#### Written exercise
Revise the data below by replacing every "queried object" with "named object" and leaving everything else unchanged. Leave the pictures out of your answer.

[START Extracted data]

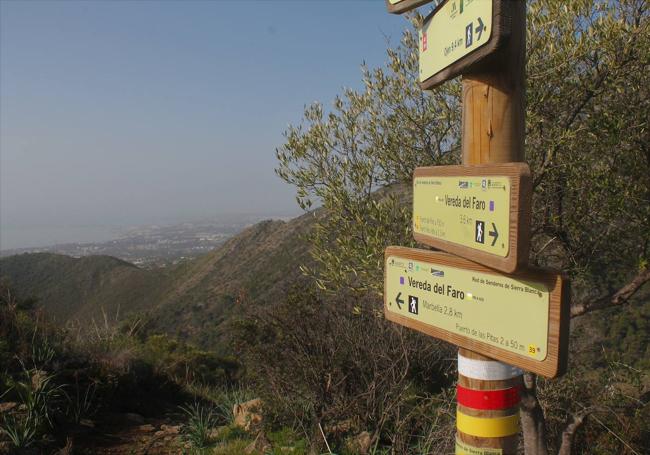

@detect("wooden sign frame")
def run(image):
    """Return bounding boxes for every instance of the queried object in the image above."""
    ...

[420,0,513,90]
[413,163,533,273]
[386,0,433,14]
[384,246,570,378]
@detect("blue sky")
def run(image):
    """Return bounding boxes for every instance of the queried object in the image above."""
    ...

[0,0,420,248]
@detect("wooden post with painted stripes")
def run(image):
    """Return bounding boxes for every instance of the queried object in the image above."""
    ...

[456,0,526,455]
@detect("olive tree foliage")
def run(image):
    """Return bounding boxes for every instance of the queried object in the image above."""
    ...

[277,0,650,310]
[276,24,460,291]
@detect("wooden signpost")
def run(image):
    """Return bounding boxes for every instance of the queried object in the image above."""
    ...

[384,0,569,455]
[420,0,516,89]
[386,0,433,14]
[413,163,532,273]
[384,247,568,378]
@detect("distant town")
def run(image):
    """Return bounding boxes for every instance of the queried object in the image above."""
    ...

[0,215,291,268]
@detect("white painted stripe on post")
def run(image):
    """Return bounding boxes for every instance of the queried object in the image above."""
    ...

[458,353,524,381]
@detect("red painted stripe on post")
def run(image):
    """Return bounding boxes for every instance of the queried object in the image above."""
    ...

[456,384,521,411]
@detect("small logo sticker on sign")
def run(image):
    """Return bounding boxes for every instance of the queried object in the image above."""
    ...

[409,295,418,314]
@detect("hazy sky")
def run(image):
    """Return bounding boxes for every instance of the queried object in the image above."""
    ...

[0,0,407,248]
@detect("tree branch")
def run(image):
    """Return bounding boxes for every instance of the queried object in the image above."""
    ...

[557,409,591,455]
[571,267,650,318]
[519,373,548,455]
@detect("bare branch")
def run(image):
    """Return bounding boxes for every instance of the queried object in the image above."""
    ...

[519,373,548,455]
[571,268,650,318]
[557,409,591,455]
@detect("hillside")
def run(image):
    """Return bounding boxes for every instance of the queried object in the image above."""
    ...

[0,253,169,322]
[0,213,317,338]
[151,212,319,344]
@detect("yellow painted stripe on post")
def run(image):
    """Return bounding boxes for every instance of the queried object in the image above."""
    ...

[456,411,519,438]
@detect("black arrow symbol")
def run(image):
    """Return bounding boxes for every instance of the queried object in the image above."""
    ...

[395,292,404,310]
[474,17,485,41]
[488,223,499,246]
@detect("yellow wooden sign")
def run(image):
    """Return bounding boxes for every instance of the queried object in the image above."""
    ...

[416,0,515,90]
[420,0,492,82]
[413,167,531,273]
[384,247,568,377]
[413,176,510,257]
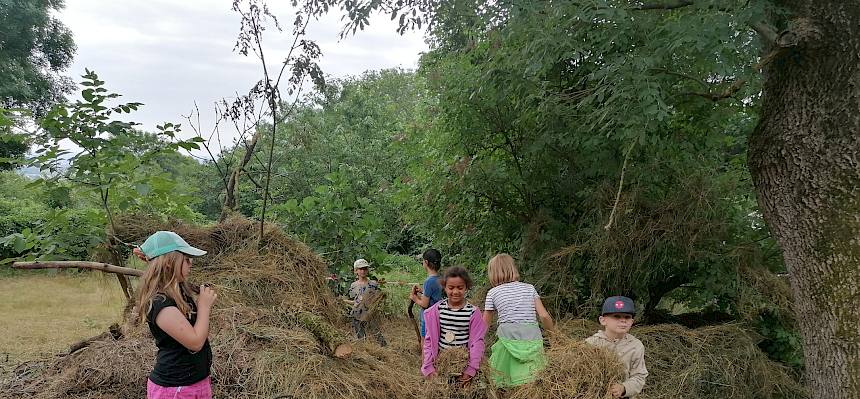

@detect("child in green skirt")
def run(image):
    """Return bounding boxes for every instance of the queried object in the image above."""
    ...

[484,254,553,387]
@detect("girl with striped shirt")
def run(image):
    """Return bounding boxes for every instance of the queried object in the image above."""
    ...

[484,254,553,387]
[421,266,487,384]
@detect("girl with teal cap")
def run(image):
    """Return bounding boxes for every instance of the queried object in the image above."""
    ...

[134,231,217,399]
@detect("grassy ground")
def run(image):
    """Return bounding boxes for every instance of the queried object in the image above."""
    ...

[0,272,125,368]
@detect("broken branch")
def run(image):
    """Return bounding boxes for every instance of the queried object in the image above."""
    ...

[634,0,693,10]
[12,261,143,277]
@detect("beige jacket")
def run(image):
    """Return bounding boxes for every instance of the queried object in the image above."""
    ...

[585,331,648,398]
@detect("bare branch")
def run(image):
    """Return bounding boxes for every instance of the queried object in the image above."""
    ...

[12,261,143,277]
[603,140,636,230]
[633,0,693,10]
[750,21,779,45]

[END Extracted data]

#### Completed exercise
@detect("wooden sign frame")
def run(image):
    """Return bounding boxes for every instance of the named object in the image above."""
    ...

[420,0,513,90]
[413,163,533,273]
[386,0,433,14]
[384,246,570,378]
@detect("blue sky")
def run(image):
    """Return bounding boxes for every instance of the named object in the image above."""
    ...

[0,0,420,248]
@detect("wooden post with painted stripes")
def run(image):
    """Return bounding boxes for every instance of the named object in the image above."""
    ...

[456,0,526,455]
@detect("olive tree foliage")
def run(image):
    """Return bounding boxes for every instance of the named object in the image above."""
    ...

[277,0,650,310]
[276,24,460,291]
@detect("wooden signpost")
def run(image):
    """Return bounding boxes for every instance of the named object in the image above."""
    ...

[384,0,569,455]
[420,0,516,89]
[386,0,433,14]
[413,163,532,273]
[384,247,568,378]
@detect("distant town")
def run(image):
    """Return bounding boxes for every instance of the named object in the image above."""
    ...

[0,215,291,268]
@detect("white painted stripe on post")
def run(image):
    """Return bounding boxes for every instance of the named object in the image above."""
    ...

[458,353,524,381]
@detect("red painted stripe on post")
def run(image):
    """Return bounding boxes for every instance of the named object in the image above."""
    ...

[456,384,521,411]
@detect("small logo sticker on sign")
def run(image):
    """Return bounding boxes for every instance of the named object in the image above."""
    ...

[409,295,418,314]
@detect("hazy sky")
def run(image):
    """Return bounding boxes for every instance of the named object in the image above."""
    ...

[0,0,407,248]
@detect("tree branch")
def run(image):
    """Return bounding boxes for every instance of the named object in the image above."""
    ...

[557,409,591,455]
[571,267,650,318]
[519,373,548,455]
@detect("bare branch")
def run(image):
    """Return bounding boxes for every instance of the named object in the image above."""
    ...

[519,373,548,455]
[571,268,650,318]
[557,409,591,455]
@detect("hillside")
def run(image):
    """Return bounding boxes for every instance of the named object in the image above."""
    ...

[0,253,169,322]
[0,213,317,338]
[151,212,319,344]
@detect("yellow painted stripe on post")
def run(image):
    """Return bounding boxes for every instance of the named object in the image above."""
    ...

[456,411,519,438]
@detect("black arrow symbol")
def run(image):
    """Return bounding boxes for every instance of the named object in the image above."""
    ...

[395,292,404,310]
[474,17,485,41]
[488,223,499,246]
@detect("yellow wooden sign")
def run(image):
    """Return bounding boxes for every instance of the named object in the image above."""
    ...

[416,0,515,90]
[420,0,492,82]
[413,167,531,273]
[384,247,568,377]
[413,176,510,257]

@detect("child in green skirt")
def run(image):
    """Return bounding boxes for every instance of the named object in the image above."""
    ...

[484,254,553,387]
@detect("girl with striped shirt")
def run(image):
    """Return bounding boxes for every instance of the named object in the image above."""
    ...

[484,254,553,387]
[421,266,487,384]
@detect("girl with teal cap")
def run(image):
    """Return bounding boxes for every instance of the named object in the image above."""
    ...

[134,231,217,399]
@detect("grassy ground")
def run(image):
    """Return bounding boxes for every instance of the named object in the image above."""
    ...

[0,272,125,368]
@detect("broken branch")
def run(image):
    """Return bounding boxes for every instance of the named object in the image above."""
    ...

[634,0,693,10]
[12,261,143,277]
@detect("beige jacket")
def run(image):
    """Return bounding boxes for every instance of the named object in the image above."""
    ...

[585,331,648,398]
@detect("bare branch")
def run(image):
    """Return bounding boxes for every instance of the named object in the image above."""
    ...

[12,261,143,277]
[603,140,636,230]
[633,0,693,10]
[750,21,779,45]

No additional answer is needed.